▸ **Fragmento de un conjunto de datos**
===
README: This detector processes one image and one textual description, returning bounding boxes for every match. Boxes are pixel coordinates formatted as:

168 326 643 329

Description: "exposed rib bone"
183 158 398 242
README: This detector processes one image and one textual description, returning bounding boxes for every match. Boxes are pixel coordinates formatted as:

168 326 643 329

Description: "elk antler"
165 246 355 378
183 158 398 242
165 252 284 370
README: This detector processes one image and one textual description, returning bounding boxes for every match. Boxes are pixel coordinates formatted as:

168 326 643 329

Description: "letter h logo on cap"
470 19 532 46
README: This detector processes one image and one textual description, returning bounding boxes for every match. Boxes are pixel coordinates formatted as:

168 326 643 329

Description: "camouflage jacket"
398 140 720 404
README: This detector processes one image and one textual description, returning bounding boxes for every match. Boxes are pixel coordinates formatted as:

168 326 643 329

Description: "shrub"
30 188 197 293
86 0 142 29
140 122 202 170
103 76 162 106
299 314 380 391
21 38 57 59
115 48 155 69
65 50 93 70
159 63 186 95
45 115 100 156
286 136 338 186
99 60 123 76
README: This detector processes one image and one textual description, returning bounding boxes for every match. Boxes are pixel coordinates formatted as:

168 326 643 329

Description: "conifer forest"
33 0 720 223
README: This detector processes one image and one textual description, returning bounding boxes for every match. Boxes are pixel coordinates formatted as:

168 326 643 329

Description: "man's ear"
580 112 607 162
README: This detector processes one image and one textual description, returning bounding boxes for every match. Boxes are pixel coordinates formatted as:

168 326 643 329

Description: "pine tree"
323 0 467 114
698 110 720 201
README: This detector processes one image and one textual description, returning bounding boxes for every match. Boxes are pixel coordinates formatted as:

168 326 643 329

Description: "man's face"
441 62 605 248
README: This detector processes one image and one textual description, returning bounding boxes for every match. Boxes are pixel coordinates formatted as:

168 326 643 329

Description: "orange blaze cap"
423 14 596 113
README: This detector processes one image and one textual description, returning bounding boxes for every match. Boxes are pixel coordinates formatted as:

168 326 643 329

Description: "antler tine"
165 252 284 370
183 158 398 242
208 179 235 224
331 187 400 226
===
▸ **Ejercicio propuesto**
Reescribe completo el listado anterior y renombra "README" como "NOTAS" en cada aparición, sin alterar nada más.

▸ **Respuesta del ejercicio**
NOTAS: This detector processes one image and one textual description, returning bounding boxes for every match. Boxes are pixel coordinates formatted as:

168 326 643 329

Description: "exposed rib bone"
183 158 398 242
NOTAS: This detector processes one image and one textual description, returning bounding boxes for every match. Boxes are pixel coordinates formatted as:

168 326 643 329

Description: "elk antler"
165 246 355 378
183 158 398 242
165 252 284 370
NOTAS: This detector processes one image and one textual description, returning bounding boxes for every match. Boxes are pixel coordinates formatted as:

168 326 643 329

Description: "letter h logo on cap"
470 19 532 46
NOTAS: This detector processes one image and one textual description, returning bounding boxes for every match. Boxes are pixel coordinates formatted as:

168 326 643 329

Description: "camouflage jacket"
398 140 720 404
NOTAS: This detector processes one image and one textual description, returning bounding boxes for every match. Boxes are pixel coordinates formatted as:

168 326 643 329

Description: "shrub"
30 188 197 293
86 0 142 29
140 122 202 170
103 76 162 106
299 314 380 391
21 38 57 59
115 48 155 69
65 50 93 70
159 63 186 95
45 115 100 156
286 136 338 186
99 60 123 76
NOTAS: This detector processes one image and one textual description, returning bounding boxes for every match. Boxes are pixel coordinates formatted as:

168 326 643 329

Description: "conifer forest"
33 0 720 223
NOTAS: This detector processes one image and one textual description, returning bounding boxes for every match. Boxes are pixel coordinates formatted as:

168 326 643 329

Description: "man's ear"
580 112 607 162
NOTAS: This detector processes one image and one textual description, returning bounding boxes for every match. Boxes are pixel coordinates formatted as:

168 326 643 329

Description: "pine tree"
323 0 467 114
698 110 720 201
NOTAS: This detector processes one image and one textual description, returning bounding boxes for every match. Boxes are pixel coordinates formatted as:

168 326 643 329

Description: "man's face"
441 62 605 248
NOTAS: This detector processes one image and one textual description, returning bounding boxes for every match. Boxes are pixel coordinates formatted as:

168 326 643 329

Description: "orange blaze cap"
423 14 596 113
NOTAS: This detector processes one image and one textual description, returning bounding boxes for every match. Boxes are pixel coordinates formatted as:

168 326 643 329

Description: "antler tine"
165 252 284 370
183 158 398 242
208 179 235 224
331 187 400 226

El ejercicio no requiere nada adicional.